══ PROVIDED RECORDS ══
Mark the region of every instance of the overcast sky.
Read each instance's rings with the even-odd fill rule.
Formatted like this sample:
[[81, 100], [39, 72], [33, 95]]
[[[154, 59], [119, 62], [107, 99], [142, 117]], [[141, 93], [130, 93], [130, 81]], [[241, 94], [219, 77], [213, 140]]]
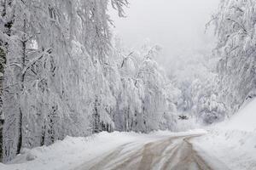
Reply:
[[165, 57], [181, 51], [202, 48], [212, 40], [206, 35], [219, 0], [130, 0], [126, 18], [111, 12], [115, 31], [130, 48], [141, 46], [145, 39], [162, 46]]

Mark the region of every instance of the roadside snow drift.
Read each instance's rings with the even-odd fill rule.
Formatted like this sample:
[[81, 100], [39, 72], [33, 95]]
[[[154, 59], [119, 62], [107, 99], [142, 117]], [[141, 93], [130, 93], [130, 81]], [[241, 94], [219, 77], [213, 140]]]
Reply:
[[230, 120], [209, 128], [207, 135], [195, 139], [194, 144], [232, 170], [256, 170], [256, 99]]
[[86, 138], [67, 137], [50, 146], [23, 150], [9, 164], [1, 164], [4, 170], [68, 170], [125, 144], [140, 145], [172, 136], [206, 133], [204, 130], [187, 133], [159, 131], [149, 134], [136, 133], [101, 133]]

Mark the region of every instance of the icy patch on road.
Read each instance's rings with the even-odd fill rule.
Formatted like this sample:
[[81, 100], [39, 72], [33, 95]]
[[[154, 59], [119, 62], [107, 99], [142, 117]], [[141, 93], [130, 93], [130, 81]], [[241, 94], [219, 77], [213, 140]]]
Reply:
[[136, 133], [101, 133], [86, 138], [67, 137], [49, 146], [23, 150], [9, 164], [1, 164], [4, 170], [68, 170], [90, 162], [123, 144], [143, 144], [172, 136], [203, 134], [204, 130], [184, 133], [169, 131], [153, 132], [149, 134]]

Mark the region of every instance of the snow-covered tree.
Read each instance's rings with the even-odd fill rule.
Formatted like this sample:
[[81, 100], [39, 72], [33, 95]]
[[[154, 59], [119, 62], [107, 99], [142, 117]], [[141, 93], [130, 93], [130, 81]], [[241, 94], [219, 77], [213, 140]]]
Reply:
[[231, 112], [255, 96], [255, 1], [223, 0], [212, 18], [218, 39], [215, 55], [220, 58], [219, 90]]

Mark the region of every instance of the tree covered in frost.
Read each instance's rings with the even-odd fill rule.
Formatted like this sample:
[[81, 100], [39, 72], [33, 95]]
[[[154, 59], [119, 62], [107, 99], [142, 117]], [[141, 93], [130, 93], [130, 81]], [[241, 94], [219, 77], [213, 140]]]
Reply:
[[178, 90], [155, 61], [160, 48], [147, 42], [138, 51], [125, 52], [118, 45], [113, 55], [119, 59], [121, 82], [116, 94], [116, 129], [147, 133], [173, 128], [177, 99], [173, 94]]
[[[23, 147], [92, 133], [96, 101], [110, 93], [102, 68], [110, 47], [108, 3], [1, 0], [4, 161]], [[124, 14], [126, 0], [110, 3]]]
[[256, 89], [256, 2], [222, 0], [213, 15], [219, 57], [218, 72], [221, 99], [230, 111], [236, 110]]
[[219, 81], [215, 71], [217, 62], [206, 53], [209, 53], [208, 50], [196, 54], [189, 52], [189, 55], [178, 57], [169, 76], [181, 91], [177, 110], [207, 125], [224, 120], [226, 108], [219, 99]]

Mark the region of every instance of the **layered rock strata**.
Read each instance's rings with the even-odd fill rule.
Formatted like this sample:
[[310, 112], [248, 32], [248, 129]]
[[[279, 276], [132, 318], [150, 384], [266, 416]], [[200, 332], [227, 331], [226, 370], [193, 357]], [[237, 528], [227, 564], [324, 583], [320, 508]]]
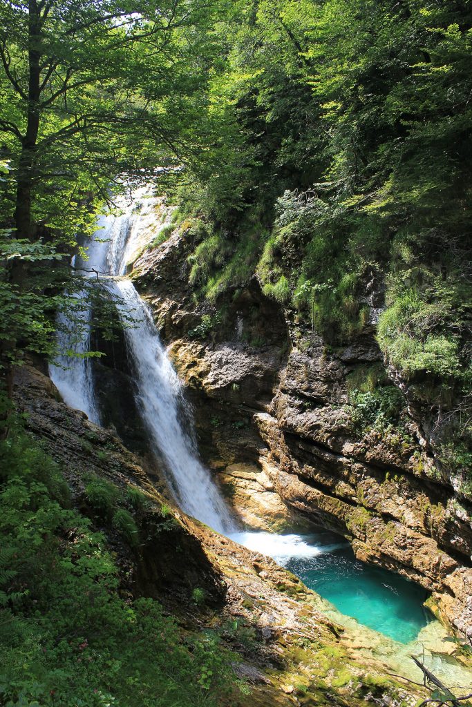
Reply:
[[352, 423], [348, 377], [382, 365], [374, 327], [333, 350], [255, 280], [213, 310], [195, 308], [186, 238], [145, 252], [136, 284], [186, 384], [202, 453], [242, 520], [280, 528], [294, 513], [344, 535], [359, 559], [432, 592], [437, 615], [472, 643], [471, 505], [438, 474], [406, 410], [401, 429]]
═══
Put every line of the rows above into a numbered list, skipping blank lines. Leave the pictures out of your answer.

1. Mark the region of every instance of the overcast sky.
2. Read each instance's rings with the even-odd fill rule.
3. Formatted like this sample:
4. [[81, 100], [39, 72], [33, 95]]
5. [[[154, 59], [119, 62], [107, 99], [142, 117]], [[141, 93], [130, 93], [130, 81]], [[241, 94], [219, 77], [213, 140]]]
6. Reply:
7. [[165, 57], [181, 51], [202, 48], [212, 40], [206, 35], [219, 0], [130, 0], [126, 18], [111, 12], [115, 31], [130, 48], [141, 46], [145, 39], [162, 46]]
8. Mark the region of every instance of the roadside snow drift.
9. Read each instance's rings with the even-odd fill rule.
10. Formatted like this sample:
11. [[81, 100], [39, 72], [33, 95]]
12. [[[154, 59], [119, 62], [107, 99], [142, 117]], [[141, 93], [130, 93], [130, 81]], [[241, 94], [219, 77], [213, 140]]]
13. Reply:
14. [[230, 120], [209, 128], [207, 135], [195, 139], [194, 144], [232, 170], [256, 170], [256, 99]]
15. [[86, 138], [67, 137], [50, 146], [23, 150], [9, 164], [1, 164], [4, 170], [68, 170], [125, 144], [140, 145], [172, 136], [206, 133], [204, 130], [187, 133], [159, 131], [149, 134], [136, 133], [101, 133]]
16. Mark the region of every instance of the icy patch on road.
17. Read each instance's rings with the even-odd fill rule.
18. Formatted like this sample:
19. [[81, 100], [39, 72], [33, 95]]
20. [[[154, 59], [119, 62], [107, 99], [142, 117]], [[141, 93], [130, 93], [130, 81]], [[241, 94], [219, 77], [213, 140]]]
21. Reply:
22. [[136, 133], [101, 133], [86, 138], [67, 137], [49, 146], [23, 150], [9, 164], [1, 164], [4, 170], [68, 170], [90, 162], [123, 144], [143, 144], [172, 136], [203, 134], [204, 130], [184, 133], [169, 131], [153, 132], [149, 134]]
23. Mark the region of every instance of the snow-covered tree.
24. Read each instance's rings with the even-odd fill rule.
25. Formatted like this sample:
26. [[81, 100], [39, 72], [33, 95]]
27. [[[154, 59], [119, 62], [107, 99], [142, 117]], [[141, 93], [130, 93], [130, 81]], [[241, 94], [219, 77], [213, 140]]]
28. Reply:
29. [[231, 112], [255, 96], [255, 1], [223, 0], [212, 18], [218, 39], [215, 55], [220, 58], [219, 90]]
30. Mark the region of every instance of the tree covered in frost.
31. Read each instance's rings with the even-odd fill rule.
32. Formatted like this sample:
33. [[81, 100], [39, 72], [33, 95]]
34. [[[154, 59], [119, 62], [107, 99], [142, 117]], [[141, 93], [130, 93], [130, 81]], [[241, 94], [219, 77], [213, 140]]]
35. Reply:
36. [[178, 90], [155, 61], [160, 48], [147, 42], [138, 51], [125, 52], [118, 45], [113, 55], [119, 59], [121, 82], [116, 94], [116, 129], [147, 133], [173, 128], [177, 99], [173, 94]]
37. [[[23, 147], [92, 133], [96, 101], [110, 93], [102, 68], [110, 47], [108, 3], [1, 0], [4, 161]], [[124, 14], [126, 0], [110, 3]]]
38. [[256, 89], [256, 2], [222, 0], [213, 15], [219, 57], [218, 72], [221, 99], [230, 111], [236, 110]]
39. [[219, 81], [215, 71], [217, 62], [206, 53], [209, 53], [208, 50], [196, 54], [189, 52], [189, 55], [178, 57], [169, 76], [181, 91], [177, 110], [207, 125], [224, 120], [226, 108], [219, 99]]
40. Mark the region of every instance of the **layered rock strata**.
41. Read each instance's rings with the even-odd fill rule.
42. Formatted like this sample:
43. [[310, 112], [248, 32], [248, 129]]
44. [[[279, 276], [132, 318], [150, 384], [266, 416]], [[200, 332], [227, 331], [226, 370], [193, 357]], [[237, 528], [227, 564], [324, 583], [320, 508]]]
45. Reply:
46. [[352, 423], [348, 377], [382, 365], [374, 327], [333, 350], [255, 280], [213, 310], [195, 308], [186, 238], [145, 252], [136, 284], [186, 384], [202, 453], [242, 520], [280, 528], [294, 513], [344, 535], [359, 559], [432, 592], [437, 615], [472, 643], [471, 505], [438, 474], [406, 410], [401, 429]]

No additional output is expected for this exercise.